Entries for labeling object positions
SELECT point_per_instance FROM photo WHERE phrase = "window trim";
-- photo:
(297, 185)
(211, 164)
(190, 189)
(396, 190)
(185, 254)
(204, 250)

*Written task*
Return each line of the items above that contains the word "photo".

*Exercise answer*
SELECT point_per_instance FROM photo WHERE phrase = "window trim";
-- photo:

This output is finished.